* _GOAL_
Copy the following rows word for word.

# Start of RECORD SET

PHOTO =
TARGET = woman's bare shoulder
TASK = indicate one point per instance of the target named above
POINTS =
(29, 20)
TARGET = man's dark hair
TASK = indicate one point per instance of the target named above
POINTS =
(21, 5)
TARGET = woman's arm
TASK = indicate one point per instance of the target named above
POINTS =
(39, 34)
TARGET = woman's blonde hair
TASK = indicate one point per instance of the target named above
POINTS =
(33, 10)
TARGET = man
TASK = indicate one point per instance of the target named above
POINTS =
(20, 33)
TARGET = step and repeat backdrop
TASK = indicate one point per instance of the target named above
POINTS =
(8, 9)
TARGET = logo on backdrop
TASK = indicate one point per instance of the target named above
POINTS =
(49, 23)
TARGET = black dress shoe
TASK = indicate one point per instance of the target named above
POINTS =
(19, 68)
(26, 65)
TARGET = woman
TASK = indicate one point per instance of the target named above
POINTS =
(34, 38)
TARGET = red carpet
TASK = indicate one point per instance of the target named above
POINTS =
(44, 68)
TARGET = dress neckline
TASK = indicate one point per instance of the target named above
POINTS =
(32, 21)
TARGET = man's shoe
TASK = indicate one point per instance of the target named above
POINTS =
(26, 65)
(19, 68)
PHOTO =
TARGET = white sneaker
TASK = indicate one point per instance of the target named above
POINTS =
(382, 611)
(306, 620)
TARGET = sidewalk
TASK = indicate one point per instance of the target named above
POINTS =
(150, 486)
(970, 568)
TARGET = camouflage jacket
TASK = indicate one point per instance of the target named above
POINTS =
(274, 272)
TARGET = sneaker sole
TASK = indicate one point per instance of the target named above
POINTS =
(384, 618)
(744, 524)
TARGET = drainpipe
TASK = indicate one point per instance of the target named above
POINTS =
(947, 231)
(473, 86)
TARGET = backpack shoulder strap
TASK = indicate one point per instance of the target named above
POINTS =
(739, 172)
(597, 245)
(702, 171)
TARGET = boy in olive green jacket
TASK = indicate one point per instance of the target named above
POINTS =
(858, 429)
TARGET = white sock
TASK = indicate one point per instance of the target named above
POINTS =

# End of RECORD SET

* _FULL ANSWER_
PHOTO =
TARGET = woman's bare shoulder
TASK = indicate one point per instance of the target named above
POINTS =
(29, 20)
TARGET = man's dark hair
TASK = indicate one point per instance of the target named above
POINTS =
(21, 5)
TARGET = woman's arm
TASK = indicate one point per instance of the target named above
POINTS =
(39, 34)
TARGET = woman's blonde hair
TASK = indicate one point per instance of the target named above
POINTS =
(33, 10)
TARGET = man
TASK = indicate one point per instance of the target named above
POINTS =
(20, 33)
TARGET = step and repeat backdrop
TASK = indicate one point per instance of the target named above
POINTS =
(8, 9)
TARGET = logo on backdrop
TASK = indicate one point per instance of the target named above
POINTS =
(49, 23)
TARGET = black dress shoe
TASK = indicate one point per instance of the target named above
POINTS =
(19, 68)
(26, 65)
TARGET = woman
TASK = indicate one point per instance of the target named above
POINTS =
(34, 38)
TARGET = red carpet
TASK = indicate one point per instance of the target named above
POINTS =
(44, 68)
TARGET = dress neckline
TASK = indicate one point per instance of the target named above
POINTS =
(32, 21)
TARGET = man's shoe
TASK = indicate one point per instance of the target named above
POINTS =
(26, 65)
(19, 68)
PHOTO =
TARGET = white sneaker
TASK = indicate one point per instance of the target named above
POINTS =
(382, 611)
(306, 620)
TARGET = sidewalk
TASK = indicate one point per instance of the target named above
POINTS =
(150, 486)
(970, 568)
TARGET = camouflage jacket
TASK = indicate one point per instance of the target named above
POINTS =
(274, 272)
TARGET = sneaker sole
TASK = indicate one point per instance of the target named above
POINTS =
(384, 618)
(744, 524)
TARGET = drainpipe
TASK = indicate one point per instance of the target named above
POINTS =
(947, 231)
(473, 86)
TARGET = backpack shoulder strap
TASK = indicate one point per instance of the target named above
POINTS =
(739, 172)
(597, 245)
(702, 171)
TARGET = boy in olive green jacket
TASK = indicate one point per instance of the target named above
POINTS =
(858, 429)
TARGET = white sock
TASK = indicate one point per instance of the target named above
POINTS =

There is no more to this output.